Mina Spiegel Rees (August 2, 1902 – October 25, 1997) was an American mathematician. She was the first female President of the American Association for the Advancement of Science (1971) and head of the mathematics department of the Office of Naval Research of the United States. Rees was a pioneer in the history of computing and helped establish funding streams and institutional infrastructure for research. Rees was also the founding president and president emerita of the Graduate School and University Center at CUNY. She received the Public Welfare Medal, the highest honor of the National Academy of Sciences; the King's Medal for Service in the Cause of Freedom (UK) and at least 18 honorary doctorates.

Personal life
Rees was the daughter of Moses and Alice Louise (née Stackhouse) Rees. The family moved from Cleveland, Ohio to New York where Rees received her primary education in the city's public schools. In 1955, Rees married physician Leopold Brahdy (1892–1977). She died in 1997 at the Mary Manning Walsh home in Manhattan.

Education
She was valedictorian at Hunter College High School in New York City.  She graduated summa cum laude with a math major at Hunter College in 1923.   She received a master's degree in mathematics from Columbia University in 1925, where she also studied law. At that time she was told unofficially that "the Columbia mathematics department was not really interested in having women candidates for Ph.D's". She started teaching at Hunter College then took a sabbatical to study for the doctorate at the University of Chicago in 1929. She earned her doctorate in 1931 with a dissertation on abstract algebra titled "Division algebras associated with an equation whose group has four generators," published in the American Journal of Mathematics, Vol 54 (Jan. 1932), 51-65. Her advisor was Leonard Dickson.

Objective 1 >> According to the biographical text, in what year did Mina Spiegel Rees earn her doctorate?
Objective 2 >> From the biographical text, set down the passage between "Mina Spiegel Rees" and "18 honorary doctorates.", inclusive.

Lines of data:
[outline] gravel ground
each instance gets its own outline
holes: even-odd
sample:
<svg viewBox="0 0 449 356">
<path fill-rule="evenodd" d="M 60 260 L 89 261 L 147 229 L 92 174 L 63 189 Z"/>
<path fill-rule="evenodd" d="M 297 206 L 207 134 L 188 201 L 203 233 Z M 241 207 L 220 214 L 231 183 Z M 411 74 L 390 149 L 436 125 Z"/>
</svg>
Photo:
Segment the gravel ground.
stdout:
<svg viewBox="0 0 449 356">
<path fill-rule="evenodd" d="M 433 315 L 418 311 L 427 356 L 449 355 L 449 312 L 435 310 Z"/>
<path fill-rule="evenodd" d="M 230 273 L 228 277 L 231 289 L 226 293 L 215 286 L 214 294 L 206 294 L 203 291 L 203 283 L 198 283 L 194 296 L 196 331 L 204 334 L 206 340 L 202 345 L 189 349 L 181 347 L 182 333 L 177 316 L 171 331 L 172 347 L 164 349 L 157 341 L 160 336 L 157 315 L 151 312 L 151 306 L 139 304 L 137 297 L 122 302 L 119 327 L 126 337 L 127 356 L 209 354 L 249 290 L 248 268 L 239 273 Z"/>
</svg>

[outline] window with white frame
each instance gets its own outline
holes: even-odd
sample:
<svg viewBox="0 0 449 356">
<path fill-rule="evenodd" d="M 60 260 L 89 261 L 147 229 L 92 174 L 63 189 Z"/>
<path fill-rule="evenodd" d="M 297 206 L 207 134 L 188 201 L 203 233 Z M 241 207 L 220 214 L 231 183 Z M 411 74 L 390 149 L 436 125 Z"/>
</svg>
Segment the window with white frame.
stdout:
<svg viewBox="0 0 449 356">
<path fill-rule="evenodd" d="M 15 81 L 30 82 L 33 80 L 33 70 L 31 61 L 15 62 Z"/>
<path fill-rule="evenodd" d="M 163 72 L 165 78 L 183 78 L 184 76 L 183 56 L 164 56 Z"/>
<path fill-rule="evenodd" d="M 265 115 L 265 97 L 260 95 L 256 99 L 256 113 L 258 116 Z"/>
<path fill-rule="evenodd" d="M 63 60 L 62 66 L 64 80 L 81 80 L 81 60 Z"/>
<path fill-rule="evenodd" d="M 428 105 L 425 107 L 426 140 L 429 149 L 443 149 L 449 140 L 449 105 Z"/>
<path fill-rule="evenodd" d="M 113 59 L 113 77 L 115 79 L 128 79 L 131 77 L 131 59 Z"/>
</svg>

Task response 1 >> She earned her doctorate in 1931.

Task response 2 >>
Mina Spiegel Rees (August 2, 1902 – October 25, 1997) was an American mathematician. She was the first female President of the American Association for the Advancement of Science (1971) and head of the mathematics department of the Office of Naval Research of the United States. Rees was a pioneer in the history of computing and helped establish funding streams and institutional infrastructure for research. Rees was also the founding president and president emerita of the Graduate School and University Center at CUNY. She received the Public Welfare Medal, the highest honor of the National Academy of Sciences; the King's Medal for Service in the Cause of Freedom (UK) and at least 18 honorary doctorates.